# START OF Records shown

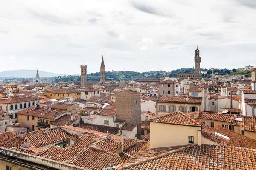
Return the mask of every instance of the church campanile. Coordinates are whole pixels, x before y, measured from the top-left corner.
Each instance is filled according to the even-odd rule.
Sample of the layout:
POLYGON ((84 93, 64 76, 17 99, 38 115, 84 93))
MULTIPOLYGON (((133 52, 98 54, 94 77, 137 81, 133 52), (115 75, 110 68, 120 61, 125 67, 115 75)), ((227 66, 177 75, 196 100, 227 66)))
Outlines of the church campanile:
POLYGON ((103 55, 102 55, 102 63, 100 65, 100 82, 102 84, 105 83, 105 65, 104 64, 104 60, 103 60, 103 55))

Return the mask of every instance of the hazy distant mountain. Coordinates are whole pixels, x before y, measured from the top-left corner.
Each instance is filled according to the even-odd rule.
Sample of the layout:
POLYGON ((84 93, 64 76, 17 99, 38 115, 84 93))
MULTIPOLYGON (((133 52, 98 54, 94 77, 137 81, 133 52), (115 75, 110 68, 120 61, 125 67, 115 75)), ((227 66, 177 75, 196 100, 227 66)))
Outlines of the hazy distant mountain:
MULTIPOLYGON (((0 72, 0 77, 35 77, 36 76, 36 70, 8 70, 0 72)), ((45 72, 38 70, 39 77, 53 77, 64 76, 65 74, 45 72)))

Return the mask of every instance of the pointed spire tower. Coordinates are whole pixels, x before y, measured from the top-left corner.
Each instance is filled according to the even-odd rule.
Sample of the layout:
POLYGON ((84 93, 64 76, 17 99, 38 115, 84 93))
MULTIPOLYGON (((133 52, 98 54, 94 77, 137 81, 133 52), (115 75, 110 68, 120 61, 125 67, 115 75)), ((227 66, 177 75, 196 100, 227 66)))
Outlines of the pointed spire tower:
POLYGON ((103 60, 103 55, 102 59, 102 63, 100 65, 100 82, 104 84, 105 83, 105 65, 103 60))
POLYGON ((38 73, 38 68, 37 71, 36 72, 36 77, 39 77, 39 74, 38 73))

# END OF Records shown

Rewrite the entries from the start through the line with "POLYGON ((103 55, 102", changing "campanile" to "bell tower" and leaving everything else as it is. Omit the pictures.

Return the mask of every instance of the church bell tower. Coordinates are whole pixels, x before y, measured from the top-left corner.
Each instance is filled according to the even-odd rule.
Sample of the layout:
POLYGON ((84 93, 64 76, 17 99, 38 115, 84 93))
MULTIPOLYGON (((133 52, 98 54, 94 77, 137 81, 133 52), (115 75, 110 68, 120 61, 125 67, 115 75)), ((227 66, 177 75, 196 100, 227 66)))
Outlines of the church bell tower:
POLYGON ((103 55, 102 55, 102 63, 100 65, 100 82, 102 84, 105 83, 105 65, 104 64, 104 60, 103 60, 103 55))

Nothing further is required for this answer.